>> start Supplied records

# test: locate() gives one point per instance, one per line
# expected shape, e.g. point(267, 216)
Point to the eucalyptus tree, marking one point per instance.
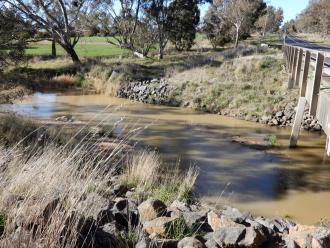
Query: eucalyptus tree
point(270, 21)
point(183, 19)
point(57, 17)
point(240, 14)
point(14, 33)
point(129, 27)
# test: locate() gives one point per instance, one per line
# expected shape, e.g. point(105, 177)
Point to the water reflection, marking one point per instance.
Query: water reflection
point(259, 181)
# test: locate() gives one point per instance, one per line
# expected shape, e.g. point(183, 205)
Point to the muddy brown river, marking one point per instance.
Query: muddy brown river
point(283, 182)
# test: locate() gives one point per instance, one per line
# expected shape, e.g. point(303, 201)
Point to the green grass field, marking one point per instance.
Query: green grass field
point(87, 47)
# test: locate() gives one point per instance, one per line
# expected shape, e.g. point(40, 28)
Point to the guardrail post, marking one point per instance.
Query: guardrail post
point(297, 122)
point(293, 68)
point(316, 84)
point(290, 58)
point(305, 74)
point(299, 62)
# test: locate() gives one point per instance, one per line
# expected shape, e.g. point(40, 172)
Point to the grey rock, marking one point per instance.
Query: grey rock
point(278, 225)
point(235, 215)
point(253, 238)
point(125, 212)
point(279, 114)
point(322, 238)
point(151, 209)
point(210, 243)
point(197, 221)
point(164, 243)
point(143, 243)
point(229, 236)
point(289, 243)
point(119, 190)
point(190, 242)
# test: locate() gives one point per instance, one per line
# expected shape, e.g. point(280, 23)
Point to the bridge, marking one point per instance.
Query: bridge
point(308, 66)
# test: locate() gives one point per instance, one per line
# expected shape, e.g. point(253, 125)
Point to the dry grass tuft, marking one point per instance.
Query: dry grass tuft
point(145, 172)
point(48, 195)
point(51, 187)
point(66, 80)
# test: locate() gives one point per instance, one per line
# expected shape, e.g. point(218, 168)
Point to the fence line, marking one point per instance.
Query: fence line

>> end Supplied records

Directions for this task: Each line in the records above should be reproduced exactly; images are not copied.

Exercise response:
# test: locate() gives one point per instance, one per line
# expected shape, e.g. point(267, 216)
Point to the eucalyptus tree, marking one point per instance.
Query: eucalyptus tree
point(270, 21)
point(183, 19)
point(57, 17)
point(240, 14)
point(14, 33)
point(129, 27)
# test: locate() gives one point per instance, one per line
# expected shape, e.g. point(105, 177)
Point to the water reflection, marking one point per instance.
Query: water reflection
point(259, 181)
# test: locate() gives one point per instance, one per line
# expected shape, e.g. point(183, 205)
Point to the muddy brown river, marking one point per instance.
Query: muddy brown river
point(283, 182)
# test: locate() gives one point per instance, one per line
# expected shape, e.g. point(303, 201)
Point to the green grass field, marking one point per instance.
Query: green grass field
point(87, 47)
# test: locate() gives one point per instance, one per line
# expected shape, e.g. point(40, 28)
Point to the guardrail post, marking one point per instance.
Query: guardrail post
point(297, 122)
point(293, 68)
point(316, 84)
point(290, 58)
point(305, 74)
point(299, 62)
# test: locate() gives one point per instance, one per line
# expected shape, e.g. point(40, 172)
Point to the grey rock, marking one point per instance.
Query: grey rock
point(278, 225)
point(235, 215)
point(253, 238)
point(125, 212)
point(279, 114)
point(322, 238)
point(151, 209)
point(210, 243)
point(197, 221)
point(164, 243)
point(143, 243)
point(229, 236)
point(289, 243)
point(119, 190)
point(190, 242)
# test: locate() gives one point per instance, one per line
# expected shape, e.g. point(280, 23)
Point to the bridge, marking one point per instance.
Query: bridge
point(308, 66)
# test: locate() gives one point per instance, one per line
# expected shape, e.g. point(253, 125)
Point to the dry grass tuft, marking one point per instance.
Query: dry grass tuft
point(145, 172)
point(48, 195)
point(51, 187)
point(66, 80)
# test: locate() gives one point per instance, one per line
# expected shape, e.g. point(218, 168)
Point to the fence line, marking one point per instance.
Query: fence line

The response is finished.